The answer should be every line below, retyped exactly.

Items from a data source
..............................
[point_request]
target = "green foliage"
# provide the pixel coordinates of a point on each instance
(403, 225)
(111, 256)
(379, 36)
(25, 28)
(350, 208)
..............................
Task answer
[point_request]
target = "green foliage"
# provide the pixel coordinates of a point on each instance
(403, 225)
(111, 256)
(379, 36)
(25, 28)
(350, 208)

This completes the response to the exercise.